WHAT TO DO: Give the rows from the line with "Target: fallen petal" up to and including the line with "[(267, 324), (106, 50), (201, 272), (193, 98), (262, 135)]" again, swapping "fallen" for "dropped" and leaving everything else unchanged.

PROVIDED DATA:
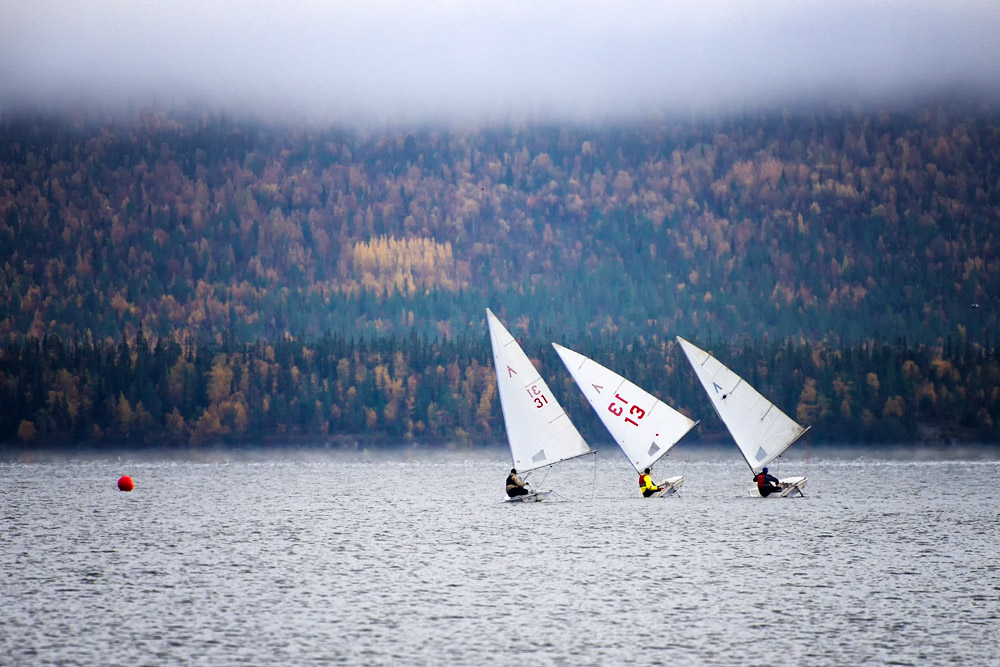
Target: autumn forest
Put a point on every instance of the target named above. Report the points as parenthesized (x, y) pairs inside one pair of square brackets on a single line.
[(179, 279)]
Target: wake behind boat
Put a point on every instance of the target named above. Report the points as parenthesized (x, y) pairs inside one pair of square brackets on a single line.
[(644, 427), (539, 432), (761, 431)]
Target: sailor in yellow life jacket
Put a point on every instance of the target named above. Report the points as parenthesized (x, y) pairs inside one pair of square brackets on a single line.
[(646, 484)]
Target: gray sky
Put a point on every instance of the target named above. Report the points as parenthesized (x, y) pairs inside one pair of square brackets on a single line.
[(418, 59)]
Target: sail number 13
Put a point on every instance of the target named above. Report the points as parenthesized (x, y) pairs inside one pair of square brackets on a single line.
[(537, 396), (634, 411)]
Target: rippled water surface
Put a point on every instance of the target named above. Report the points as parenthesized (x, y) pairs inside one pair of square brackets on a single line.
[(317, 558)]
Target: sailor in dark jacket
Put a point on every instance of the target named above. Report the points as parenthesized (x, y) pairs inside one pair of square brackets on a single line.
[(515, 487), (766, 484)]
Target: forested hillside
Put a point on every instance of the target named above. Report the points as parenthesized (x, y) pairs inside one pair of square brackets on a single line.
[(174, 278), (836, 224), (335, 390)]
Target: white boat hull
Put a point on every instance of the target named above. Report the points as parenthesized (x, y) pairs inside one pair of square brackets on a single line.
[(790, 487), (668, 487), (533, 497)]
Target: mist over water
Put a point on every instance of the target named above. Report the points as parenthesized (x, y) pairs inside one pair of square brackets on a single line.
[(412, 558), (448, 60)]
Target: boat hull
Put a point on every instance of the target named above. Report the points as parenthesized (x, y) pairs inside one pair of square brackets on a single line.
[(668, 487), (790, 487), (533, 497)]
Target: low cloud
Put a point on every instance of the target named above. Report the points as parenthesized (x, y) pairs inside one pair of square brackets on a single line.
[(385, 60)]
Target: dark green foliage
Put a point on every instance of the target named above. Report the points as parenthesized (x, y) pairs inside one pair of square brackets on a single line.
[(336, 389)]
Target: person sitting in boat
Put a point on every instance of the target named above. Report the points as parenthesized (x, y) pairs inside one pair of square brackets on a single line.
[(646, 484), (515, 487), (766, 484)]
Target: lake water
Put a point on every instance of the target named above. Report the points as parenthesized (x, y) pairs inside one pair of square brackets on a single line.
[(324, 558)]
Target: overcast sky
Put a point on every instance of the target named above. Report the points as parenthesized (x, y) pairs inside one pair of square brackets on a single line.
[(416, 59)]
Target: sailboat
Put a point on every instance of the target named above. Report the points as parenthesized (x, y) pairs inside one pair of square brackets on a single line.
[(643, 426), (761, 431), (539, 432)]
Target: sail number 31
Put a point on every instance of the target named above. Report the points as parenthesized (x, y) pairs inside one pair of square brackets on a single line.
[(537, 396), (634, 411)]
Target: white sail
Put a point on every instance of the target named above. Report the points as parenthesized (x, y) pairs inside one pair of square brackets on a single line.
[(538, 430), (760, 429), (643, 426)]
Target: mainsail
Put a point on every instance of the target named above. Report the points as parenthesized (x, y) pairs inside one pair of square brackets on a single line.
[(760, 429), (538, 430), (643, 426)]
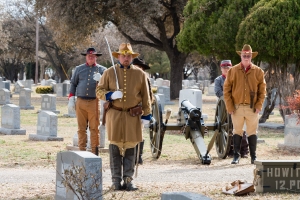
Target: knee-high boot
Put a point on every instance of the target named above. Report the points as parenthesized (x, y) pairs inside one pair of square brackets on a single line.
[(140, 152), (244, 146), (128, 169), (252, 139), (236, 148), (115, 160)]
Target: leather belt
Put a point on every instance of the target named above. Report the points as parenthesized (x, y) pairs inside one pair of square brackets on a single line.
[(119, 109), (244, 104)]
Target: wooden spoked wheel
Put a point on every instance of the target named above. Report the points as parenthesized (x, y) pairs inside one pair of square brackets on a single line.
[(156, 128), (224, 125)]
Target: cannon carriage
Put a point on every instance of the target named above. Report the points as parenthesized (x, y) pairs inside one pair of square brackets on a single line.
[(191, 123)]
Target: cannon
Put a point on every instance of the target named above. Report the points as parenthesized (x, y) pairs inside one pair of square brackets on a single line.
[(190, 122)]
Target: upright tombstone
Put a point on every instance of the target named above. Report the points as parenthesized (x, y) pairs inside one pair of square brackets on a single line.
[(74, 168), (10, 124), (5, 84), (165, 91), (166, 83), (46, 127), (59, 90), (25, 99), (185, 84), (4, 96), (18, 87), (102, 129), (66, 88), (49, 103), (71, 112), (211, 90), (159, 82)]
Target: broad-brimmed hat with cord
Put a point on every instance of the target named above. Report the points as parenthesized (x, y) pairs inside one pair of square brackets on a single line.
[(226, 63), (91, 51), (140, 62), (125, 48), (248, 50)]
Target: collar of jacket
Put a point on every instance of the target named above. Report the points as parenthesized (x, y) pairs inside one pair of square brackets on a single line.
[(92, 64), (121, 66)]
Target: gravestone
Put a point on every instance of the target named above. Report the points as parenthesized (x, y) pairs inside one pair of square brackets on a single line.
[(53, 85), (4, 96), (67, 166), (46, 127), (66, 88), (291, 133), (49, 103), (101, 127), (162, 101), (5, 84), (18, 87), (10, 124), (59, 90), (264, 106), (166, 83), (159, 82), (166, 92), (151, 81), (25, 99), (185, 84), (211, 90)]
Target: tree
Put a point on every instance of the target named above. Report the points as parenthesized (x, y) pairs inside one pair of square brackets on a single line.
[(272, 28), (210, 28), (146, 22)]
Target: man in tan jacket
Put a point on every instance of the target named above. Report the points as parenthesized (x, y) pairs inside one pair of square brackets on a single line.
[(244, 94), (125, 86)]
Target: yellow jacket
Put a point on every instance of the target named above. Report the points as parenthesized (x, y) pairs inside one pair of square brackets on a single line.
[(237, 88)]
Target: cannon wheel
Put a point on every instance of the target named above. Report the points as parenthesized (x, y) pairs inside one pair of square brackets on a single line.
[(224, 125), (156, 128)]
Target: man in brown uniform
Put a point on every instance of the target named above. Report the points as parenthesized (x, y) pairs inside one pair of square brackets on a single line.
[(244, 94), (125, 86)]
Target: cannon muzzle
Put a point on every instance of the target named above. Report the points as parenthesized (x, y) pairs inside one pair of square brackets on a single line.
[(194, 112)]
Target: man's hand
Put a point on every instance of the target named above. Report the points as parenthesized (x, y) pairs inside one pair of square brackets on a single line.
[(71, 104), (146, 123), (97, 77), (116, 95)]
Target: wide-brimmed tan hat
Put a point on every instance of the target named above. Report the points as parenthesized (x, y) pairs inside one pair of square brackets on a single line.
[(248, 50), (140, 62), (91, 51), (125, 48), (226, 63)]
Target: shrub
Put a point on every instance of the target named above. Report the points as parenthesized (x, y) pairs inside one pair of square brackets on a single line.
[(44, 90)]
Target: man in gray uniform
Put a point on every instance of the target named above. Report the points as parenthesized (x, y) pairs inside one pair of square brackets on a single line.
[(83, 85)]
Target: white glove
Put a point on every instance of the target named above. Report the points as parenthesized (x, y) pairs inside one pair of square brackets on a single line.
[(146, 123), (71, 104), (97, 76), (116, 95)]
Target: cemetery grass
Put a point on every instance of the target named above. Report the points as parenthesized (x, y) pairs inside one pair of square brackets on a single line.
[(17, 152)]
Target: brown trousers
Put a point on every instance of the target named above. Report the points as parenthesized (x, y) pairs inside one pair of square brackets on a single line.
[(86, 112)]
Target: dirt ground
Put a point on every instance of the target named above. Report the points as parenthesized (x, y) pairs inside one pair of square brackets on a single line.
[(27, 168)]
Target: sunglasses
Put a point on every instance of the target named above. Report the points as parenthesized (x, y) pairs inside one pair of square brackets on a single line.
[(246, 56)]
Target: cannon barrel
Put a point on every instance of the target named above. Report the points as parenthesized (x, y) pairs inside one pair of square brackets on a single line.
[(194, 112)]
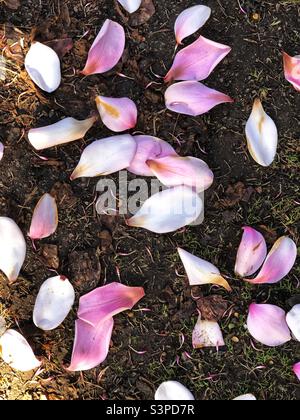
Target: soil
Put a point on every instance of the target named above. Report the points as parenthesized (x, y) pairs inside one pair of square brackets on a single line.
[(147, 345)]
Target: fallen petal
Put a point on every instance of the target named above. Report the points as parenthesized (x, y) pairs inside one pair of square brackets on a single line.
[(267, 324), (106, 50), (201, 272), (193, 98), (262, 135)]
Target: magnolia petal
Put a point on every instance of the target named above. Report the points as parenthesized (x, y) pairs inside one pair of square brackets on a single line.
[(201, 272), (149, 147), (62, 132), (207, 334), (251, 254), (173, 390), (106, 50), (117, 114), (293, 321), (262, 135), (106, 156), (45, 218), (292, 70), (91, 344), (193, 98), (12, 248), (168, 210), (43, 66), (53, 303), (267, 324), (279, 262), (176, 170), (190, 20), (106, 301), (197, 61), (17, 353)]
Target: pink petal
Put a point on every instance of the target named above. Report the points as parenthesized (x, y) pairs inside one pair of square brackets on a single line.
[(91, 344), (292, 70), (149, 147), (117, 114), (279, 262), (251, 253), (197, 61), (45, 218), (106, 50), (193, 98), (267, 324)]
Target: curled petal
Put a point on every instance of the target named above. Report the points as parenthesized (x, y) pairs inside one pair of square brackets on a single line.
[(201, 272), (168, 210), (251, 253), (53, 303), (106, 156), (17, 353), (43, 66), (117, 114), (262, 135), (62, 132), (106, 50), (45, 218), (173, 390), (190, 20), (12, 248), (176, 170), (267, 324), (197, 61), (193, 98), (279, 262)]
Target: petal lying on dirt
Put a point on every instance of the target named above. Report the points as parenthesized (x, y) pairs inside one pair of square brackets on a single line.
[(12, 248), (117, 114), (190, 20), (107, 301), (207, 334), (62, 132), (168, 210), (292, 70), (279, 262), (43, 66), (106, 156), (45, 218), (106, 50), (149, 147), (267, 324), (197, 61), (53, 303), (17, 353), (173, 390), (193, 98), (176, 170), (293, 321), (262, 135), (201, 272), (251, 254)]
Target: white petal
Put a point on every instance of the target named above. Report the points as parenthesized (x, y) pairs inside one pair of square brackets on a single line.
[(53, 303), (262, 135), (43, 66)]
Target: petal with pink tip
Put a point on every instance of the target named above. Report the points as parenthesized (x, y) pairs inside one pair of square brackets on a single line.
[(251, 254), (197, 61), (45, 218), (267, 324), (117, 114), (279, 262), (193, 98), (106, 50)]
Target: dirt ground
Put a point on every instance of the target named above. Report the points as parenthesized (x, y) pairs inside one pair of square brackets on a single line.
[(147, 346)]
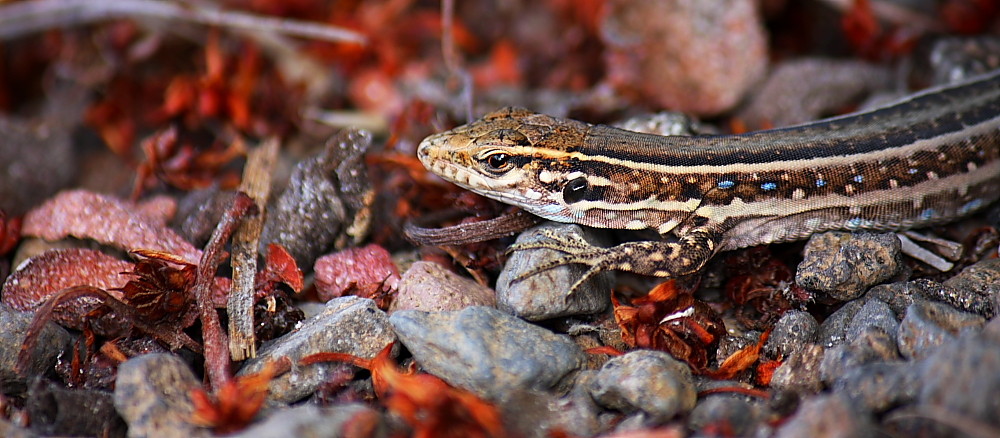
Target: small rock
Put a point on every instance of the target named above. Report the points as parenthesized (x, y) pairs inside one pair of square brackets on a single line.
[(878, 386), (153, 395), (487, 351), (833, 331), (689, 56), (873, 313), (739, 415), (350, 325), (543, 295), (430, 287), (844, 265), (976, 289), (354, 269), (961, 378), (928, 325), (800, 374), (52, 342), (645, 380), (320, 422), (55, 410), (827, 416), (872, 345), (794, 330)]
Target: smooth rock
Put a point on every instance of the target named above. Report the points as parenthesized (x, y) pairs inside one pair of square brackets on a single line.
[(430, 287), (153, 396), (878, 386), (486, 351), (543, 295), (311, 421), (927, 325), (652, 382), (843, 265), (874, 313), (53, 341), (794, 330), (349, 325)]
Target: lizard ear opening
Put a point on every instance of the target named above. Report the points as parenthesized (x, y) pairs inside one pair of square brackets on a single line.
[(575, 190)]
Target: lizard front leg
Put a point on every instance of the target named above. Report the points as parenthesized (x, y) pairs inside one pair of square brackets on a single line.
[(653, 258)]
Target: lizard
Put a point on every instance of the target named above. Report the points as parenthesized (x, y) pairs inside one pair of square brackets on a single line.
[(929, 158)]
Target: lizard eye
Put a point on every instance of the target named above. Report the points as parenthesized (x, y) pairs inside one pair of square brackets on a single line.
[(498, 162), (575, 190)]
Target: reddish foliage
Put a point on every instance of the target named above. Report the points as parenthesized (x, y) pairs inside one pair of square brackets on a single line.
[(236, 403), (52, 271), (763, 286), (181, 165), (428, 404), (673, 321), (108, 220)]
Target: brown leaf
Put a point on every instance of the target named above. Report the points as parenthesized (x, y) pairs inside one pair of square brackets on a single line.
[(52, 271), (108, 220)]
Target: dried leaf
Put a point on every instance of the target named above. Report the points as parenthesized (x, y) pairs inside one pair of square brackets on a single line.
[(108, 220)]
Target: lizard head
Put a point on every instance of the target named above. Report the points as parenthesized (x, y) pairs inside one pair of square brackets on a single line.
[(512, 155)]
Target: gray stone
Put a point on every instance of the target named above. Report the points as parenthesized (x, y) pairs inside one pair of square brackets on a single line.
[(350, 325), (486, 351), (652, 382), (311, 421), (827, 416), (430, 287), (833, 330), (879, 386), (153, 396), (14, 325), (800, 374), (544, 295), (928, 325), (794, 330), (844, 265), (874, 313)]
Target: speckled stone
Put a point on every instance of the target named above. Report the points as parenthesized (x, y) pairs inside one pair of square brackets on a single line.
[(543, 295), (350, 325), (486, 351), (652, 382)]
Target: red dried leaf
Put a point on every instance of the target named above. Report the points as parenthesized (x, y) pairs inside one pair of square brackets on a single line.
[(428, 404), (365, 268), (236, 403), (52, 271), (739, 361), (108, 220)]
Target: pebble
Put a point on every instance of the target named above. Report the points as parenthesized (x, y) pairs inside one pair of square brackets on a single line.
[(799, 374), (689, 56), (928, 325), (319, 422), (793, 331), (430, 287), (543, 295), (350, 325), (844, 265), (652, 382), (873, 313), (873, 344), (51, 343), (153, 396), (56, 410), (488, 352), (827, 416), (878, 386)]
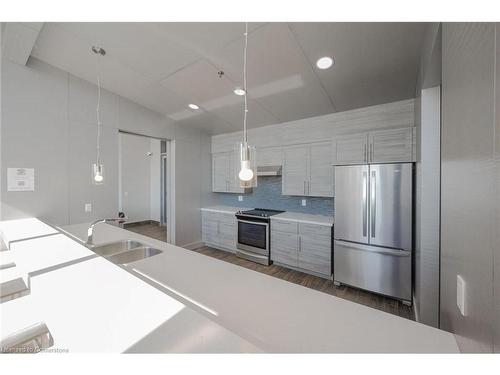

THE REPLY:
Target: dropped petal
Put a point on every instance of the target named above. Report the points as parenthesized (x, y) pairs inside one pair of square brackets on a single line.
[(267, 324), (106, 50), (201, 272), (193, 98), (262, 135)]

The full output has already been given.